◆ Written instruction: Return the whole listing, line for line, without the pictures in it.

◆ Data to use:
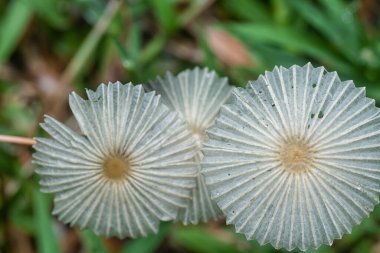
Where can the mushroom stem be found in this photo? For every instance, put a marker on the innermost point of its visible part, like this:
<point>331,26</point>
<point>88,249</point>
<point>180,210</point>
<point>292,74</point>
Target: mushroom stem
<point>17,140</point>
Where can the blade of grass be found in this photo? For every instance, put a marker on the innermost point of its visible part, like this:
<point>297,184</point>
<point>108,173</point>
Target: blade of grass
<point>248,10</point>
<point>198,240</point>
<point>292,40</point>
<point>335,31</point>
<point>148,244</point>
<point>13,24</point>
<point>50,11</point>
<point>78,63</point>
<point>92,242</point>
<point>165,14</point>
<point>46,238</point>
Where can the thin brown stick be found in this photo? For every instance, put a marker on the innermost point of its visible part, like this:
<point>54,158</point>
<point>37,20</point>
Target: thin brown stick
<point>17,140</point>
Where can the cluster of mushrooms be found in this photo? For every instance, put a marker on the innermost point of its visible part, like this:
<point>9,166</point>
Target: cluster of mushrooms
<point>292,160</point>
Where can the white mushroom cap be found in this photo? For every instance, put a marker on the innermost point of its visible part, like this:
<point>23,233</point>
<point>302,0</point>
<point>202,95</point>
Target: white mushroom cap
<point>131,168</point>
<point>197,96</point>
<point>294,159</point>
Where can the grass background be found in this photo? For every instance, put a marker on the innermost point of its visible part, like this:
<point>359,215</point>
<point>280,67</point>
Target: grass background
<point>51,47</point>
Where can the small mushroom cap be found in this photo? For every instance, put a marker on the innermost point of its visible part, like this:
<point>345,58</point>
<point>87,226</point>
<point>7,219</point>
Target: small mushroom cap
<point>196,95</point>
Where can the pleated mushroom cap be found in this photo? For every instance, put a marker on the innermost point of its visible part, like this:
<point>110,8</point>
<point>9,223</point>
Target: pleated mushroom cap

◆ Answer for the task:
Where can the mushroom stem be found in this photo? For every instance, put a marker on the innermost point of its visible part, like this:
<point>331,26</point>
<point>88,249</point>
<point>180,210</point>
<point>292,74</point>
Target: mushroom stem
<point>17,140</point>
Where can the blade of grass be found in this photo? For every instance, put a marker on the innermost point of its visible part, like this:
<point>297,184</point>
<point>108,173</point>
Target: blade of grass
<point>248,10</point>
<point>198,240</point>
<point>292,40</point>
<point>335,31</point>
<point>148,244</point>
<point>13,24</point>
<point>50,11</point>
<point>78,63</point>
<point>92,242</point>
<point>165,14</point>
<point>46,238</point>
Where can the thin brown stick be found in this photo? For every instance, put a marker on the innermost point of its visible part, like this:
<point>54,158</point>
<point>37,20</point>
Target: thin brown stick
<point>17,140</point>
Where can the cluster of mushrooms be found in this photo? For every instance, put a marker on the innermost point of its visible part, like this:
<point>9,166</point>
Target: cluster of mushrooms
<point>292,160</point>
Where can the white mushroom cap be found in this photo? For every instance, put a marker on the innermost point of its visible part, like this:
<point>23,233</point>
<point>302,0</point>
<point>202,95</point>
Target: white mushroom cap
<point>131,168</point>
<point>197,96</point>
<point>294,159</point>
Where can the grass background be found in this photo? For every instance, put a marker on the innermost point of its visible part, like this:
<point>359,215</point>
<point>280,67</point>
Target: grass background
<point>51,47</point>
Where can the small mushroom cap be found in this photo? For every instance, put a marker on the innermost point of its visible part, like this:
<point>345,58</point>
<point>87,226</point>
<point>7,219</point>
Target: small mushroom cap
<point>196,95</point>
Where can the pleated mushroom cap be found in this photo? For every instance, put a marker on the innermost point of its visible part, like this:
<point>110,8</point>
<point>9,223</point>
Target: pleated mushroom cap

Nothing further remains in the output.